[Given problem]
Reproduce verbatim the lines from the start of the records through the line containing "75], [217, 74]]", that line included.

##### Data supplied

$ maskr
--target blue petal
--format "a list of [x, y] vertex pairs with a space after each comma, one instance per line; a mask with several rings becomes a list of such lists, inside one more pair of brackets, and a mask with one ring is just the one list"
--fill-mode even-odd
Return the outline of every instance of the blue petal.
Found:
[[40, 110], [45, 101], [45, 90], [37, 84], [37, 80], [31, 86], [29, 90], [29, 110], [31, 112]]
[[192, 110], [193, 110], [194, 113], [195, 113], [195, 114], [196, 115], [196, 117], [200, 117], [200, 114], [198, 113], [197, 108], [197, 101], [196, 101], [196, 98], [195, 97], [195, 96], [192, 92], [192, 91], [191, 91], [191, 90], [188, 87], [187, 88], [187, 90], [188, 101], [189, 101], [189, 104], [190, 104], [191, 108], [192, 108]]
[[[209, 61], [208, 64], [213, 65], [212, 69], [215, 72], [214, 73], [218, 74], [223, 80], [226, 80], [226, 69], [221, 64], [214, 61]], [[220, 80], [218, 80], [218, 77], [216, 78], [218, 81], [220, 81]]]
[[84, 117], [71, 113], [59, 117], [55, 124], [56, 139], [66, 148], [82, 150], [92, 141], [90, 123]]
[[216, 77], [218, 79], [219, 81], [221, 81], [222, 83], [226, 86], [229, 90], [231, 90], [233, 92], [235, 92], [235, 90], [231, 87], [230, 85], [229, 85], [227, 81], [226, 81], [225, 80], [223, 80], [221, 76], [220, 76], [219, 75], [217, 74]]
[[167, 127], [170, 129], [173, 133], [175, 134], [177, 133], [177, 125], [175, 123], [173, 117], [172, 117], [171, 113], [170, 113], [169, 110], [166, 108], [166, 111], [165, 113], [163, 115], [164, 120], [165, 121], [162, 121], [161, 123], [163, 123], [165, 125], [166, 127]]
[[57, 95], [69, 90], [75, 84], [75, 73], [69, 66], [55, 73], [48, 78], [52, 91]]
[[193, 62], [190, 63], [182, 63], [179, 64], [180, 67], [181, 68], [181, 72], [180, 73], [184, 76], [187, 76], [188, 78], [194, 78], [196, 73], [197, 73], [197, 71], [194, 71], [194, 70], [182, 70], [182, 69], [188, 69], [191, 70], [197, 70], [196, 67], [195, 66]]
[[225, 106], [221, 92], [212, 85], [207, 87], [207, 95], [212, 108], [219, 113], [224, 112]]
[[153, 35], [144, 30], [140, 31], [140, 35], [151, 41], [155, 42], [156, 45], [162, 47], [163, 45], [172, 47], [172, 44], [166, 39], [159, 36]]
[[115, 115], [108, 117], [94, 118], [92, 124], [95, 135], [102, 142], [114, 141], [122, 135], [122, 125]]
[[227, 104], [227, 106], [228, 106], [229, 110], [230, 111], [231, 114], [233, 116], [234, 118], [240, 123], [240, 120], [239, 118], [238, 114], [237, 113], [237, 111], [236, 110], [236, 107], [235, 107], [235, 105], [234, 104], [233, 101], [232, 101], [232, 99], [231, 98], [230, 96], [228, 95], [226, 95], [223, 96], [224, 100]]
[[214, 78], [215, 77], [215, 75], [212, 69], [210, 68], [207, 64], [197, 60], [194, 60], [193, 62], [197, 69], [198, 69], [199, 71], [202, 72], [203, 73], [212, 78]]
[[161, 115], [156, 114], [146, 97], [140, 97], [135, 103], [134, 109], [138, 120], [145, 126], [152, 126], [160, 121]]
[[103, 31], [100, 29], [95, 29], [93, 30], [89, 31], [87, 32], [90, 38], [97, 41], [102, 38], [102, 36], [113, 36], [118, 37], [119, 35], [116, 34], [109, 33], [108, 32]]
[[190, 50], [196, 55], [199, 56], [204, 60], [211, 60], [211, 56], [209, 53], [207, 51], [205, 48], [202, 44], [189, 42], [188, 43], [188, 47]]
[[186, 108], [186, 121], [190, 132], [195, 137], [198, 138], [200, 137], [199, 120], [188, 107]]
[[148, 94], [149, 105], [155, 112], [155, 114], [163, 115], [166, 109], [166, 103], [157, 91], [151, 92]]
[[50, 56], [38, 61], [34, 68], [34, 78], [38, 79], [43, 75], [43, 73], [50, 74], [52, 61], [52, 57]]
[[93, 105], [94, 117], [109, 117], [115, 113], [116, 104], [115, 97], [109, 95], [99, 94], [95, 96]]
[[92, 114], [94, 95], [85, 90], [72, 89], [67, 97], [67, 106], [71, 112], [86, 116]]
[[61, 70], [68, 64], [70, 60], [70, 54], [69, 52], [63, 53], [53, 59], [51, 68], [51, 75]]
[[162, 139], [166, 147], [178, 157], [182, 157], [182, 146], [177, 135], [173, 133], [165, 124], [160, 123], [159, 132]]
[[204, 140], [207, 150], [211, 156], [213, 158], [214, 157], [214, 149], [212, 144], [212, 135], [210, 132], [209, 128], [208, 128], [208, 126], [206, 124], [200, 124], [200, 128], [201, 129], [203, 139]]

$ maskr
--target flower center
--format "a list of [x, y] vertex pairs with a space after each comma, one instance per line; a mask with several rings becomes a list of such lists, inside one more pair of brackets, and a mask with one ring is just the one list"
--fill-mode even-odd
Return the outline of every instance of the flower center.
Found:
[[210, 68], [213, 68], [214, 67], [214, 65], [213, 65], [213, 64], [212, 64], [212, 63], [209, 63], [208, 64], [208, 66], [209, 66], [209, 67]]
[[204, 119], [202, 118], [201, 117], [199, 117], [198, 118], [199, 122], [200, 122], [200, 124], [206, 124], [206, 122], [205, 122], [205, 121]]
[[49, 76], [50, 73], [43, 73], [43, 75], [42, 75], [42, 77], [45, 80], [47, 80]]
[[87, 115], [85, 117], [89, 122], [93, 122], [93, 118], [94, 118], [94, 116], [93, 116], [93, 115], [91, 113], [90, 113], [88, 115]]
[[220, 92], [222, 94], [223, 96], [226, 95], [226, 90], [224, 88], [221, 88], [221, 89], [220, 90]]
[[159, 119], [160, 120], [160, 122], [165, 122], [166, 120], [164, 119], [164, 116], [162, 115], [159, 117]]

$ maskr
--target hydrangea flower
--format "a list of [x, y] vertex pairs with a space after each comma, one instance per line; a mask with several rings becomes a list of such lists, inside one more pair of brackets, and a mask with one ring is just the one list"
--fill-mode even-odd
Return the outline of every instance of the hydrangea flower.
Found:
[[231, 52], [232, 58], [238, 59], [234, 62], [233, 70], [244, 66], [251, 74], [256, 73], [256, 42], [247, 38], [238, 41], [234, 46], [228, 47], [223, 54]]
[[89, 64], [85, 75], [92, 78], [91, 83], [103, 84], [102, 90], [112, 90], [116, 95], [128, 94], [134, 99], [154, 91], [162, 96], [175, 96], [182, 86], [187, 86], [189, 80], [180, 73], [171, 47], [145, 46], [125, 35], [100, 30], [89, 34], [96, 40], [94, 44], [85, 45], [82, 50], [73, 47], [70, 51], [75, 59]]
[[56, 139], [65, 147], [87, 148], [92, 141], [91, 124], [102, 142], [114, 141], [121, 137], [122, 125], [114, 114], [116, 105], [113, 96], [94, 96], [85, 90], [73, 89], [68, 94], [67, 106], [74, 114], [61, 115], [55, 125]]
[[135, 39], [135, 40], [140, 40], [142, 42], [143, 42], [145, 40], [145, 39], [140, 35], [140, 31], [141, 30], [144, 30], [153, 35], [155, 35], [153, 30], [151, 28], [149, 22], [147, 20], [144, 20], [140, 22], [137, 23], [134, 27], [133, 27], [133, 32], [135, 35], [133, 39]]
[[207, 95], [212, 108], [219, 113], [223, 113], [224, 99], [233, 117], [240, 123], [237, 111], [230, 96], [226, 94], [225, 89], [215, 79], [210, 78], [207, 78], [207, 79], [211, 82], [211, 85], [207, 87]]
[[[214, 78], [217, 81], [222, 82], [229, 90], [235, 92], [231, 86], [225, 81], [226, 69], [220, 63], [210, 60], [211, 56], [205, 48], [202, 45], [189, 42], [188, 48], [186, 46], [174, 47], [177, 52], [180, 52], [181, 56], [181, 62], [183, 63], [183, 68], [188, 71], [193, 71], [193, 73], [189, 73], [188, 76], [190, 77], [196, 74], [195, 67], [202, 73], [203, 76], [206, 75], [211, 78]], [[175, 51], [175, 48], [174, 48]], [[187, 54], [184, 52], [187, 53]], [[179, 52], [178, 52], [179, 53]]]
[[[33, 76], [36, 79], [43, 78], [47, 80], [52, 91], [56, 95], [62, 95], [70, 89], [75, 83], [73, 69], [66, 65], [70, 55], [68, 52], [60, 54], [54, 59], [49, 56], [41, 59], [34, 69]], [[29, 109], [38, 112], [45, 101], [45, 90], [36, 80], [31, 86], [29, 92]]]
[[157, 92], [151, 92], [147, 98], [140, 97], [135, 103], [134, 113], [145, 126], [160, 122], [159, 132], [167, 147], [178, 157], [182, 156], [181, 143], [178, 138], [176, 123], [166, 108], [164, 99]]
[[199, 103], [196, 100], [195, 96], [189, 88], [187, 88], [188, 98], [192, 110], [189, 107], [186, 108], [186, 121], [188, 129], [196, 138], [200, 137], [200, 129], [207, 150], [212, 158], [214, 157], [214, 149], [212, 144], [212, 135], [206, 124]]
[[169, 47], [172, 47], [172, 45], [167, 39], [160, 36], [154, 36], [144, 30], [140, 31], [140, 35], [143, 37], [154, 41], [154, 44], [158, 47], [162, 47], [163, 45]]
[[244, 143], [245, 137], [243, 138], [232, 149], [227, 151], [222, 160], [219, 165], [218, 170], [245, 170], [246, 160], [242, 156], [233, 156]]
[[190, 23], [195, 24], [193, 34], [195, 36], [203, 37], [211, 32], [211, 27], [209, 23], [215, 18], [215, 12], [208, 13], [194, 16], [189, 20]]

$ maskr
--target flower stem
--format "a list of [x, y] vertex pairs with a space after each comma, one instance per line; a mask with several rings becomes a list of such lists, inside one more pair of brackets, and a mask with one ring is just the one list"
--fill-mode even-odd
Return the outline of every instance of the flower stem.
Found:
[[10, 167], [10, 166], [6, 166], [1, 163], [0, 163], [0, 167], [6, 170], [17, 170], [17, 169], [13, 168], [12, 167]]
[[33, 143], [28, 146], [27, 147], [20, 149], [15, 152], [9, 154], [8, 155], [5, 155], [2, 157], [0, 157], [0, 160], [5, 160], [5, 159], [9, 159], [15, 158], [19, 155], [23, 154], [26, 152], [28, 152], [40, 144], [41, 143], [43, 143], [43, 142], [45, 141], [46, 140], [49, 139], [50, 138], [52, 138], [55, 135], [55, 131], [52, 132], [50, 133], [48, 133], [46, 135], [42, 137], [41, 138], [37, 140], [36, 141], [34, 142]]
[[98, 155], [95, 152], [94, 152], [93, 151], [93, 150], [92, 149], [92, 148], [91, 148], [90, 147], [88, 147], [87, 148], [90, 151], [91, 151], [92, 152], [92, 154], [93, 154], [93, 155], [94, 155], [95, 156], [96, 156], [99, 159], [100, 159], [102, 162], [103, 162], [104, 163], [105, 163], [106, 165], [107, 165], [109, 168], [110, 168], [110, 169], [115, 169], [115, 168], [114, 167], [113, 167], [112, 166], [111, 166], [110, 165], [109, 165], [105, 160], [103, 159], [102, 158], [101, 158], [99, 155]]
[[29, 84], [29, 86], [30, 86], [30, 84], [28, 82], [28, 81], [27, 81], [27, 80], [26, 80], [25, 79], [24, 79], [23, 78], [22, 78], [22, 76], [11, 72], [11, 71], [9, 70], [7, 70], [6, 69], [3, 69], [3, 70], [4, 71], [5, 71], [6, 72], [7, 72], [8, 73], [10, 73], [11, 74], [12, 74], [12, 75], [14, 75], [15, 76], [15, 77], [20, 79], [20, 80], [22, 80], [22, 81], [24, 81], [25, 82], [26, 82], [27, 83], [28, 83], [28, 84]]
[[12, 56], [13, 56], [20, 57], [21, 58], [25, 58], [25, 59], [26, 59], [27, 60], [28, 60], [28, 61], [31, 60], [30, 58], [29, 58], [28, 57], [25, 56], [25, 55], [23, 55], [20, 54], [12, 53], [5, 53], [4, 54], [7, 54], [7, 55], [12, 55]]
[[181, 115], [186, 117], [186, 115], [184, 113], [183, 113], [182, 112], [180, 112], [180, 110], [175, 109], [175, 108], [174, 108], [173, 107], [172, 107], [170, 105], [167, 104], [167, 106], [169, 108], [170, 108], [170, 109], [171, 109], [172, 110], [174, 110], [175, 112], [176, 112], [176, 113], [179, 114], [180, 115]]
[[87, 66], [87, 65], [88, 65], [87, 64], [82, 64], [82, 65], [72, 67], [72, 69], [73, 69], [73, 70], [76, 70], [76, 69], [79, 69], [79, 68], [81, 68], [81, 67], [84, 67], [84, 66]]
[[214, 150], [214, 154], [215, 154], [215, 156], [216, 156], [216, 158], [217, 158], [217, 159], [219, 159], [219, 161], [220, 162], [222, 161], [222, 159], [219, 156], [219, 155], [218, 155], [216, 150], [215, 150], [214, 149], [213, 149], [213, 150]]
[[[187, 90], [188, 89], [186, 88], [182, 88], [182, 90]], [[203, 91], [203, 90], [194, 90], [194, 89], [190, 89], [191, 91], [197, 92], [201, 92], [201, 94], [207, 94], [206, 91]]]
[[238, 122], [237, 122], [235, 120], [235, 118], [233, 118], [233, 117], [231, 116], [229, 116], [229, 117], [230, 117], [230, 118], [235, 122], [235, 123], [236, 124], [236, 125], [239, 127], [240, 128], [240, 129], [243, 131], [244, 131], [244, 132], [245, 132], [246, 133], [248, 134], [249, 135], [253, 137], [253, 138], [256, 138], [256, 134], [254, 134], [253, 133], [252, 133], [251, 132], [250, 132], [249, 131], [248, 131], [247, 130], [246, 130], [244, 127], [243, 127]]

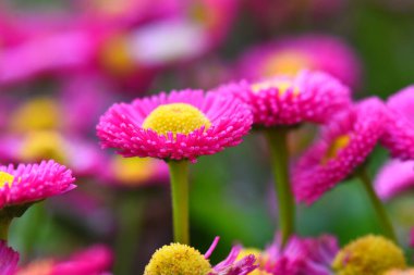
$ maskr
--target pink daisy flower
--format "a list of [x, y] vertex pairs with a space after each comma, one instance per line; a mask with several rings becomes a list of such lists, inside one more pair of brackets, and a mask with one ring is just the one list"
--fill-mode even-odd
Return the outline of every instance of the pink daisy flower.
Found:
[[19, 253], [0, 240], [0, 275], [15, 275]]
[[239, 145], [251, 125], [241, 101], [187, 89], [114, 104], [100, 117], [97, 134], [104, 148], [124, 157], [195, 162]]
[[42, 259], [20, 268], [16, 275], [104, 275], [112, 265], [112, 252], [105, 246], [94, 246], [68, 260]]
[[378, 172], [375, 189], [382, 200], [414, 188], [414, 161], [391, 160]]
[[0, 166], [0, 208], [33, 203], [74, 189], [74, 177], [54, 161]]
[[409, 86], [387, 101], [390, 121], [382, 138], [392, 157], [414, 160], [414, 86]]
[[253, 84], [242, 80], [218, 91], [241, 98], [251, 107], [254, 124], [266, 127], [325, 123], [351, 103], [350, 89], [321, 72], [301, 71], [293, 77], [277, 76]]
[[256, 251], [259, 264], [256, 272], [266, 275], [331, 275], [330, 265], [338, 251], [337, 239], [332, 236], [292, 236], [283, 249], [280, 236], [277, 236], [265, 251]]
[[312, 203], [345, 179], [369, 155], [385, 132], [387, 112], [377, 98], [342, 112], [293, 168], [294, 192]]
[[241, 77], [253, 80], [294, 75], [304, 68], [324, 71], [352, 87], [361, 77], [353, 50], [341, 39], [325, 35], [287, 37], [256, 46], [242, 57], [239, 67]]

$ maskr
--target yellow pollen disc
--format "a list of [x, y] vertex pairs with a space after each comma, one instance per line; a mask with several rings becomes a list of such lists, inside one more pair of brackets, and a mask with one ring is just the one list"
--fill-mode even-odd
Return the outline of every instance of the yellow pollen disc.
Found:
[[20, 148], [20, 157], [26, 162], [53, 159], [60, 163], [66, 161], [65, 141], [56, 132], [32, 132], [25, 137]]
[[3, 188], [5, 185], [9, 185], [9, 187], [12, 187], [14, 180], [14, 176], [5, 173], [5, 172], [0, 172], [0, 188]]
[[52, 260], [39, 260], [32, 262], [24, 268], [17, 271], [16, 275], [49, 275], [52, 272]]
[[48, 98], [33, 99], [12, 114], [11, 128], [17, 133], [58, 128], [61, 124], [58, 102]]
[[313, 64], [306, 54], [297, 51], [284, 51], [275, 54], [266, 62], [264, 67], [264, 76], [293, 76], [303, 68], [313, 68]]
[[256, 83], [252, 85], [253, 92], [259, 92], [260, 90], [266, 90], [275, 88], [279, 90], [279, 95], [283, 96], [288, 90], [292, 89], [292, 93], [294, 97], [297, 97], [300, 93], [299, 88], [288, 79], [268, 79], [265, 82]]
[[325, 157], [322, 158], [321, 163], [327, 164], [328, 161], [334, 159], [339, 151], [344, 149], [351, 141], [351, 137], [349, 135], [339, 136], [328, 148]]
[[210, 271], [210, 263], [198, 250], [181, 243], [171, 243], [153, 254], [144, 275], [206, 275]]
[[136, 67], [127, 45], [125, 36], [115, 36], [108, 39], [100, 52], [102, 65], [115, 75], [127, 75]]
[[405, 268], [405, 259], [392, 241], [369, 235], [341, 249], [332, 268], [337, 275], [382, 275], [392, 268]]
[[210, 121], [195, 107], [186, 103], [159, 105], [144, 121], [143, 128], [153, 129], [159, 135], [172, 133], [190, 134], [202, 127], [208, 129]]
[[123, 158], [115, 155], [112, 168], [118, 182], [125, 185], [139, 185], [151, 178], [157, 168], [157, 161], [151, 158]]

##########

[Right answer]
$ maskr
--target blue petal
--format "a list of [x, y] vertex pairs with a space after each comma, one instance per line; a mask with several rings becomes a list of such lists, inside one more pair of brackets, and a mask with one ring is just the one list"
--fill-mode even-odd
Return the outline of every instance of the blue petal.
Found:
[[40, 110], [45, 101], [45, 90], [37, 84], [37, 80], [31, 86], [29, 90], [29, 110], [31, 112]]
[[192, 110], [193, 110], [194, 113], [195, 113], [195, 114], [196, 115], [196, 117], [200, 117], [200, 114], [198, 113], [197, 108], [197, 101], [196, 101], [196, 98], [195, 97], [195, 96], [192, 92], [192, 91], [191, 91], [191, 90], [188, 87], [187, 88], [187, 90], [188, 101], [189, 101], [189, 104], [190, 104], [191, 108], [192, 108]]
[[[209, 61], [208, 64], [213, 65], [212, 69], [215, 72], [214, 73], [218, 74], [223, 80], [226, 80], [226, 69], [221, 64], [214, 61]], [[220, 80], [218, 80], [218, 77], [216, 78], [218, 81], [220, 81]]]
[[84, 117], [71, 113], [59, 117], [55, 124], [56, 139], [66, 148], [82, 150], [92, 141], [90, 123]]
[[216, 77], [218, 79], [219, 81], [221, 81], [222, 83], [226, 86], [229, 90], [231, 90], [233, 92], [235, 92], [235, 90], [231, 87], [230, 85], [229, 85], [227, 81], [226, 81], [225, 80], [223, 80], [221, 76], [220, 76], [219, 75], [217, 74]]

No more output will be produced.